Problem statement
Output all the entries word for word. Omit the pictures.

━━ Material to process

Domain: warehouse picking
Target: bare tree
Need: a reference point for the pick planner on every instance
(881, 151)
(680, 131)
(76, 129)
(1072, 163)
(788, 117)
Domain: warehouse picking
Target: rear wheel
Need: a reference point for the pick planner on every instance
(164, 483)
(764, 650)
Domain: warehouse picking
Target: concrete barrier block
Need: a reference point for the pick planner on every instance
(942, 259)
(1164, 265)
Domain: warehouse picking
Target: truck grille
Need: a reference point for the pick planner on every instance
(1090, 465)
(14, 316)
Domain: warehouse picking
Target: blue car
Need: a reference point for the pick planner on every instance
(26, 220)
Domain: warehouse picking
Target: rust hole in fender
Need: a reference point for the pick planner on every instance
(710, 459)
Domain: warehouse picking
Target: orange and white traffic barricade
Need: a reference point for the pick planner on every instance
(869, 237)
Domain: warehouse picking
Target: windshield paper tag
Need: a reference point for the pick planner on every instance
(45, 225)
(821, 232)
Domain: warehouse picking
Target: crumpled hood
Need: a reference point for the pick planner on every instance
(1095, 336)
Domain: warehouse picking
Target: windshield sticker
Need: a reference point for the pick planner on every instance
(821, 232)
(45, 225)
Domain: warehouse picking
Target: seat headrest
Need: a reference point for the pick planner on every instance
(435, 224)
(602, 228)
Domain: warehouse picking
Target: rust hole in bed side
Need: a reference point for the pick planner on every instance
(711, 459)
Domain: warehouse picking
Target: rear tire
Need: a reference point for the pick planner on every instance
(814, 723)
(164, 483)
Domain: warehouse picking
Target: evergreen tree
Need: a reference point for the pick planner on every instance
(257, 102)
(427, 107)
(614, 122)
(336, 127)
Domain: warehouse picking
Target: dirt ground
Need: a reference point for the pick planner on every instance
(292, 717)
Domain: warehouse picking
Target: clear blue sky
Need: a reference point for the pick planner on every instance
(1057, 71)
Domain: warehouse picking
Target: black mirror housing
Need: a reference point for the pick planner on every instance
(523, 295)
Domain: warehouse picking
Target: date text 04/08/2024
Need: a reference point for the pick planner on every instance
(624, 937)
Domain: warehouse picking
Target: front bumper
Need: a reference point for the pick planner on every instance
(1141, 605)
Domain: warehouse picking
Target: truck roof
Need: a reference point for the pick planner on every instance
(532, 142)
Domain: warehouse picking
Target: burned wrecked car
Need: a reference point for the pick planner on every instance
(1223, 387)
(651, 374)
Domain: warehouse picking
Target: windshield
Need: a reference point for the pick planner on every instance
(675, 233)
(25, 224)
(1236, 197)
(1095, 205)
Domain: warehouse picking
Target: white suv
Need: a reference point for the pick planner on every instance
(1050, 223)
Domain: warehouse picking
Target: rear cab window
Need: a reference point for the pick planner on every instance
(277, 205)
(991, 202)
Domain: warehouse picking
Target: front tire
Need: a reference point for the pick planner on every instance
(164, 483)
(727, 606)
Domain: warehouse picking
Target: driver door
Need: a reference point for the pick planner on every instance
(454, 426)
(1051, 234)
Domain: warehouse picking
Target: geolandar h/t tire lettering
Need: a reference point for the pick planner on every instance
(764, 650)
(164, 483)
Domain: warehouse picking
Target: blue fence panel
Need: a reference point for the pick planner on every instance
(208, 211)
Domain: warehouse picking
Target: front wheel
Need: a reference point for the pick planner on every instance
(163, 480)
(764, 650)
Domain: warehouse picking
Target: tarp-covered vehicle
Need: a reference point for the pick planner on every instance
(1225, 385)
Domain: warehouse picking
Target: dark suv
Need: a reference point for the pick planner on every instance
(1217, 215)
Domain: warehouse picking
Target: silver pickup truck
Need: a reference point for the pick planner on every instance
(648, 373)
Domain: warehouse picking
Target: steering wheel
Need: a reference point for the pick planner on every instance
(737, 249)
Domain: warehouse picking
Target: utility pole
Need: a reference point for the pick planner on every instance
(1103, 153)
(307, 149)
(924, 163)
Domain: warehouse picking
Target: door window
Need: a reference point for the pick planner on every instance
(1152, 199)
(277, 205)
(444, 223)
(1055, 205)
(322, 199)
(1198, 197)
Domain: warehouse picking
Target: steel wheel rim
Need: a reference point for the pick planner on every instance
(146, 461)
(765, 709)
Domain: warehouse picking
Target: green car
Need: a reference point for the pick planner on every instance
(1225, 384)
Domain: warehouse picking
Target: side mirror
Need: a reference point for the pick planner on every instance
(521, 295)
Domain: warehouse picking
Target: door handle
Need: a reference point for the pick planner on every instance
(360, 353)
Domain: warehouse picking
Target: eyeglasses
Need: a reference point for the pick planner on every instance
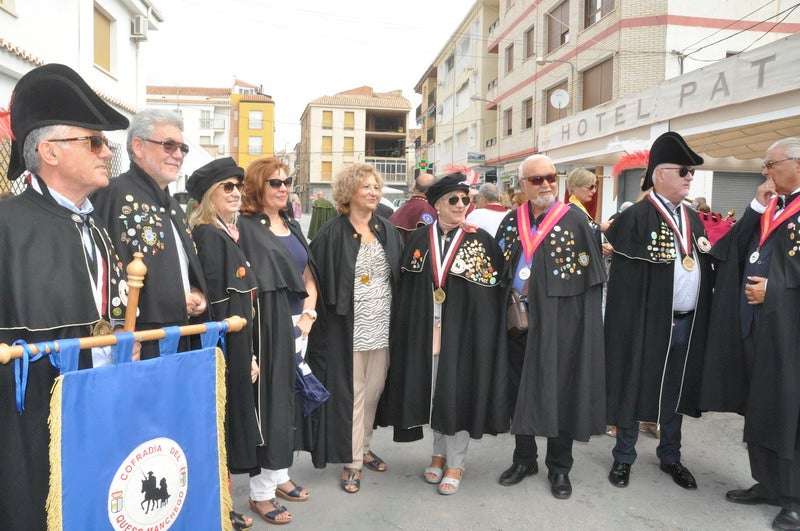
(229, 186)
(96, 142)
(276, 183)
(169, 145)
(539, 179)
(769, 164)
(683, 171)
(454, 199)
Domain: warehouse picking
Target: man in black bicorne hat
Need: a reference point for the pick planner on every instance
(657, 312)
(142, 216)
(61, 277)
(751, 363)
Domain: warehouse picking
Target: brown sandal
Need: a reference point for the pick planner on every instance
(375, 463)
(271, 516)
(351, 480)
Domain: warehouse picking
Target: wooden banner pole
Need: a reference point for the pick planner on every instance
(235, 323)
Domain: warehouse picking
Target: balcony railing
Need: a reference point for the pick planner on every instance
(208, 123)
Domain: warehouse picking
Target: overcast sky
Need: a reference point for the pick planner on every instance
(299, 50)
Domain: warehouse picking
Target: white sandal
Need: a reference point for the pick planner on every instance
(452, 482)
(437, 473)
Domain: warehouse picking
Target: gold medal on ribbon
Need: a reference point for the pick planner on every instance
(102, 328)
(439, 296)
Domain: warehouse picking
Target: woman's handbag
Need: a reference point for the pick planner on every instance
(516, 314)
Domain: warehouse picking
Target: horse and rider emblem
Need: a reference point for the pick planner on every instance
(149, 488)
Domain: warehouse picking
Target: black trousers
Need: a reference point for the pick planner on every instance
(559, 449)
(778, 478)
(669, 445)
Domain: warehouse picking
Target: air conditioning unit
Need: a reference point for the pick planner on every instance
(139, 28)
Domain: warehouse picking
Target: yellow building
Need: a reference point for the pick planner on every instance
(252, 124)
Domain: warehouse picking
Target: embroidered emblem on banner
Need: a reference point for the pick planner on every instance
(149, 489)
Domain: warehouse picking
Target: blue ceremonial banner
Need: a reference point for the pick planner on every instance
(140, 446)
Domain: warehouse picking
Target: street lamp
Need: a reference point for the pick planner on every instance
(560, 101)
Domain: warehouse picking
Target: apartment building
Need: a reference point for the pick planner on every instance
(357, 125)
(564, 66)
(458, 127)
(106, 41)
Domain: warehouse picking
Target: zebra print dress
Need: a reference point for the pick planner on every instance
(372, 298)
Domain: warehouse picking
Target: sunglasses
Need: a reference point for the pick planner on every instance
(769, 164)
(539, 179)
(228, 187)
(683, 171)
(96, 142)
(454, 199)
(276, 183)
(169, 145)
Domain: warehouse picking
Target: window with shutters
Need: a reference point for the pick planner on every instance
(102, 39)
(530, 42)
(598, 84)
(327, 171)
(557, 26)
(527, 113)
(594, 10)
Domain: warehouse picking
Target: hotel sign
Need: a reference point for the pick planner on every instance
(769, 70)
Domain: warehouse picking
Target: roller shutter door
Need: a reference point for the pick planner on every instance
(629, 187)
(733, 191)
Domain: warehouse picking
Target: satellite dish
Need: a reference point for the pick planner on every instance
(559, 98)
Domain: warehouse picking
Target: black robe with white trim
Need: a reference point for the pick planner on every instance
(638, 320)
(562, 382)
(471, 382)
(47, 294)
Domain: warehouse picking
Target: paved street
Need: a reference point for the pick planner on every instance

━━━━

Output for this exercise
Domain: warehouse picking
Target: bare tree
Need: a reference point for the pick planner on every instance
(881, 151)
(680, 131)
(76, 129)
(1072, 163)
(788, 117)
Domain: warehouse picking
Target: rear wheel
Need: a reference point for the pick planner on every instance
(164, 483)
(764, 650)
Domain: warehouse picking
Target: concrete barrier block
Need: a reference point for the pick planner on every instance
(942, 259)
(1164, 265)
Domain: warehouse picking
Target: truck grille
Need: a reference point for the pick planner on every instance
(1090, 465)
(14, 316)
Domain: warehouse picking
Target: blue car
Need: a reference point for the pick planner on every instance
(26, 220)
Domain: warehouse picking
Target: rust hole in fender
Need: a reference point for the pick planner on every instance
(710, 459)
Domain: warehouse picking
Target: orange and white traffic barricade
Need: a reference point for the pick planner on every instance
(869, 237)
Domain: warehouse picking
Target: windshield paper tag
Need: a reference point for the pick planner on every instance
(45, 225)
(821, 232)
Domain: warehouse picking
Target: crumpled hood
Need: a reference point for the pick planner on every instance
(1095, 336)
Domain: warehouse picking
Target: windshield sticker
Need: a reference point for the pick planner on every instance
(821, 232)
(45, 225)
Domain: warehouse picking
Target: seat headrest
Need: a reference point for the pick planner on every instance
(435, 224)
(602, 228)
Domain: warehouse picking
Target: rust hole in bed side
Need: a reference point for the pick planner on every instance
(711, 459)
Domain: warehouse picking
Target: rear tire
Need: a reference point for the pick planner on every instance
(814, 723)
(164, 483)
Domain: warehouse picking
Target: evergreen tree
Need: a reference point for the pick planner on every instance
(257, 102)
(427, 107)
(614, 122)
(336, 127)
Domain: warehouse picking
Target: dirt ground
Need: a reference point for the pick planner on every instance
(292, 717)
Domain: warehouse picking
Target: clear blue sky
Need: a reference point for the pick planner on every instance
(1057, 71)
Domain: warehouse picking
Target: black mirror housing
Need: a reference point for the pick planner on every instance
(523, 295)
Domain: warehouse picking
Target: date text 04/08/2024
Need: a reference point for the pick planner on every instance
(624, 937)
Domain: warehouse picking
Target: front bumper
Need: a reference point for the pick planner on every instance
(1141, 605)
Domain: warehouse picking
Target: truck roof
Need: a reference point for the pick planner on every instance
(532, 142)
Domain: warehouse picking
Target: burned wrecked car
Need: a reference point for the pick planner on every instance
(1223, 387)
(651, 374)
Domain: warehouse picking
Target: windshield
Need: a reference point for the pick planner on every instance
(675, 233)
(25, 224)
(1236, 197)
(1095, 205)
Domain: warehouse picking
Target: white suv
Need: a reference point for the pick planner on every instance
(1050, 223)
Domain: warehouse picking
Target: rear cab window
Need: a reference point for the pick planner on every instance
(277, 205)
(991, 202)
Domain: warehouse picking
Target: front tire
Need: a reference point for the pick planner on every instance
(164, 483)
(727, 606)
Domain: warehouse picking
Target: driver door
Need: a reference point for the pick planner on every instance
(454, 426)
(1051, 234)
Domain: warehouse picking
Target: geolandar h/t tire lettering
Need: a reference point for the pick planner on every instance
(764, 650)
(164, 483)
Domain: warehouse picking
Target: blue fence panel
Need: a reference point for the pick planner on every instance
(208, 211)
Domain: warehouse picking
Target: front wheel
Need: a reference point for the pick planner on every instance
(163, 480)
(764, 650)
Domain: warehouse picking
Target: tarp-covered vehicle
Need: a reference point for the pick planner on every instance
(1225, 385)
Domain: warehouse picking
Target: dark suv
Need: a reference point for the pick planner on every instance
(1217, 215)
Domain: warehouse picking
Target: silver pickup truck
Need: a reference point for the pick planner on every instance
(648, 373)
Domain: warehouse picking
Target: steering wheel
Need: a reference point for the pick planner on every instance
(737, 249)
Domain: warehouse picking
Target: utility pole
Need: a reference point for the pick planner on every instance
(1103, 153)
(307, 149)
(924, 163)
Domain: warehouse picking
Target: door window
Need: a reference point for the pick planner on every instance
(1152, 199)
(277, 205)
(444, 223)
(1055, 205)
(322, 199)
(1198, 197)
Domain: warehouse picking
Target: steel wheel rim
Need: a reference point for the pick planner on every instance
(146, 461)
(765, 709)
Domain: warehouse picking
Target: green car
Need: a reference point for the pick planner on every instance
(1225, 384)
Domain: warehouse picking
Target: side mirror
Need: a reference point for the pick planner on every instance
(521, 295)
Domain: warehouse picking
Target: door handle
Need: a reference point for the pick planner on every instance
(360, 353)
Domain: warehouse picking
Target: eyeglasses
Need: a reference point for the pick planner on every instance
(229, 186)
(96, 142)
(276, 183)
(169, 145)
(539, 179)
(769, 164)
(683, 171)
(454, 199)
Domain: warehouse picking
Target: man in black bicorne hat
Need: a reference point for the pick planner on every instance
(657, 312)
(142, 216)
(61, 277)
(751, 363)
Domain: warehouse picking
Target: brown sandal
Need: a reference point for the pick planner on every instance
(375, 463)
(271, 516)
(351, 480)
Domain: warehouse picking
Target: wooden banner pole
Need: a reference point for the pick planner on every instance
(235, 323)
Domain: warehouse picking
Target: balcony railing
Need: a reference point for the pick planner on every instance
(208, 123)
Domain: warehouse picking
Target: overcast sky
Need: a reference point for the pick planner on every instance
(299, 50)
Domain: warehouse picking
Target: white sandal
Need: a reference point for the pick planner on every instance
(452, 482)
(437, 473)
Domain: warehouse picking
Target: gold medal on ribbon
Need: a reference point for the pick planner on every instance
(102, 328)
(439, 296)
Domain: warehouse picking
Target: woman's handbag
Need: a reference point for the pick planner on every instance
(516, 314)
Domain: warehouse picking
Target: horse and rider emblem
Need: a reference point for the pick planner on every instance
(149, 488)
Domain: warehouse picking
Target: black trousers
Need: a reference point for the pick planner on every instance
(559, 449)
(778, 478)
(669, 445)
Domain: warehouse picking
Target: air conditioning unit
Need: a reference point for the pick planner on every instance
(139, 28)
Domain: warehouse picking
Target: yellow building
Need: a reference point for the pick planner on every instance
(252, 124)
Domain: warehouse picking
Target: embroidered emblem on banner
Need: a reference point for the pick planner on every instance
(149, 489)
Domain: warehouse picking
Target: blue ceremonial banner
Need: a reference point for the pick planner on every instance
(140, 446)
Domain: warehouse picking
Target: street lamp
Need: a reference point for the pick planner on every instance
(560, 101)
Domain: warehouse picking
Target: apartment building
Need: a reference point for the pick planner on every instance
(357, 125)
(564, 66)
(458, 127)
(106, 41)
Domain: warehouse picking
Target: zebra print dress
Need: a reference point for the pick planner on every instance
(372, 298)
Domain: warehouse picking
Target: sunglasses
Need: a reference point for the pick planner on every instance
(769, 164)
(539, 179)
(228, 187)
(683, 171)
(96, 142)
(454, 199)
(276, 183)
(169, 145)
Domain: warehouse picking
Target: window with shutters
Need: a reference point for the pick planner on every instance
(102, 39)
(530, 42)
(598, 84)
(327, 171)
(557, 26)
(527, 113)
(594, 10)
Domain: warehouse picking
Target: hotel sign
Need: a reference point for the pick planner on every instance
(769, 70)
Domain: warehouse picking
Target: roller shutter door
Need: a reference point for the pick planner on every instance
(629, 187)
(733, 191)
Domain: warehouse picking
Target: satellite dish
Need: a reference point for the pick planner on every instance
(559, 98)
Domain: warehouse picking
Target: black robe with white trim
Need: a reference point for the pick planner on every instance
(638, 320)
(562, 382)
(471, 382)
(47, 294)
Domain: warehouse picking
Target: paved street
Need: a reference point for the pick planner on every instance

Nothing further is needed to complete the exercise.